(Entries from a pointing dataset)
(begin)

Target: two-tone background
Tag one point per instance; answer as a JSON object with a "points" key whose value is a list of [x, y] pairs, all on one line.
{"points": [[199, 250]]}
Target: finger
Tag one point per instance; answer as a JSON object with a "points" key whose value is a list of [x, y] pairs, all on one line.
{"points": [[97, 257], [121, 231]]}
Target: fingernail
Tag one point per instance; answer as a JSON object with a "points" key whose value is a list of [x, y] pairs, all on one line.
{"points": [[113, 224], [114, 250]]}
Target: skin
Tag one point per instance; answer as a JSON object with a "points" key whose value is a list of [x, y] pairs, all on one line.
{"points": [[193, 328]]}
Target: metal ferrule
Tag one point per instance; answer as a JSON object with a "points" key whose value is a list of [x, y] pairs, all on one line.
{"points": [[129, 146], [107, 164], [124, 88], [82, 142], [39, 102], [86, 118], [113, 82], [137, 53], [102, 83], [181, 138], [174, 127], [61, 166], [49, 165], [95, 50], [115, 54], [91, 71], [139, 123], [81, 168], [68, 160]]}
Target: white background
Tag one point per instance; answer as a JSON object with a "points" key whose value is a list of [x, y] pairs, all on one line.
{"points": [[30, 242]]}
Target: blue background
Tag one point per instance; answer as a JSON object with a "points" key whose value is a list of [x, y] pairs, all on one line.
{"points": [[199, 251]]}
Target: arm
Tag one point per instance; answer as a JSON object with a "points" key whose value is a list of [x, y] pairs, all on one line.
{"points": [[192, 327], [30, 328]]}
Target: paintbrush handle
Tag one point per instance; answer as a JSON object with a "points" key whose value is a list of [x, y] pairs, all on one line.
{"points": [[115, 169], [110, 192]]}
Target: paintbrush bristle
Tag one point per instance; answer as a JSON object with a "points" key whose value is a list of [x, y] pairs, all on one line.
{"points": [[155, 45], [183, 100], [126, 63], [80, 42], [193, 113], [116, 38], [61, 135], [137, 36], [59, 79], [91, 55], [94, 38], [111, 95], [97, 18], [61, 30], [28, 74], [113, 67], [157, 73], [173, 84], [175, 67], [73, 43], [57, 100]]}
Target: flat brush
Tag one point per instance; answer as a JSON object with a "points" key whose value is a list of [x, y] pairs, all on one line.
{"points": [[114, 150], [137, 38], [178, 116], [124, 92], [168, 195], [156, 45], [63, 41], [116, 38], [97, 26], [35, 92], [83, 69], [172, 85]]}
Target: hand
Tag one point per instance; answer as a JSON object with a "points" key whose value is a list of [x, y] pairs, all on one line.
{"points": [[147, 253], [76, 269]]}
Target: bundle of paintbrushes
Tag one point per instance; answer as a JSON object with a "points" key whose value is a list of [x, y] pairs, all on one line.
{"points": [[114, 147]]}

(end)

### Task goal
Could you write out the data above again, swapping every "background" for "backdrop" and keeping everything else the same?

### The completed task
Target: two-tone backdrop
Tag one point per instance; answer as a JSON object with a "points" key whose value is a list of [x, y] pairs, all on one line.
{"points": [[199, 250]]}
Target: finger
Tag one point per instance; answer as a JSON object with a "points" key whose value is a list of [x, y] pairs, all on one line.
{"points": [[97, 257], [121, 231]]}
Target: fingernail
Tag one point per instance; answer as a JSON object with a "points" key whose value is a list of [x, y] pairs, all on one line.
{"points": [[113, 224], [114, 250]]}
Target: skin
Tag one point per instance; answer as a JSON object with a "points" key whose value is a list of [x, y] pairs, all on one line.
{"points": [[193, 328]]}
Target: metal ferrule
Tag one point per instance; answer as a JSON object with a "points" key whose value is a list of [x, y] pairs, all on one line.
{"points": [[129, 146], [107, 164], [124, 88], [82, 142], [39, 102], [86, 118], [113, 82], [137, 53], [102, 83], [181, 138], [174, 127], [61, 166], [49, 165], [95, 50], [115, 54], [91, 71], [139, 123], [81, 168], [68, 160]]}
Target: white backdrop
Tag one point per instance; answer as a JSON object with a "points" key whose value is a list of [x, y] pairs, all on one line.
{"points": [[30, 242]]}
Target: blue backdrop
Tag one point per instance; answer as a JSON object with a "points" key whose value is a list of [x, y] pairs, all on one line.
{"points": [[199, 251]]}
Target: arm
Tag one point per instance; answer as a JSON object with a "points" key whose value is a list of [x, y] pairs, all on one line.
{"points": [[192, 327], [30, 328]]}
Target: paintbrush handle
Tag one point per instance; answer as a JSON object with a "points" key whose value is a list of [x, y] pairs, all on one line.
{"points": [[115, 169], [110, 192]]}
Target: paintbrush bristle
Tag one point per instance; answer as a JSON object with a "points" key whose value is a list of [x, y] pairs, all on one line.
{"points": [[155, 45], [183, 100], [126, 63], [80, 42], [193, 113], [116, 38], [61, 135], [137, 36], [59, 79], [91, 55], [94, 38], [111, 95], [97, 18], [61, 30], [28, 74], [113, 67], [157, 73], [173, 84], [175, 67], [73, 43], [57, 100]]}
Target: flat brush
Tag one point per instance; answer as a JSON object with a "points" key whose value is a list of [x, y] pairs, all on one line.
{"points": [[114, 150], [137, 38], [178, 116], [124, 92], [168, 195], [156, 45], [63, 41], [116, 38], [97, 26], [35, 92], [83, 69], [172, 85]]}
Target: hand
Tag one point per instance; answer as a JSON object with a "points" key whose value is a list of [x, y] pairs, all on one line.
{"points": [[147, 253], [76, 269]]}
Target: bundle of paintbrushes
Tag one point per instance; answer as a JSON object with a "points" key whose value is a list of [x, y] pairs, all on one line.
{"points": [[114, 147]]}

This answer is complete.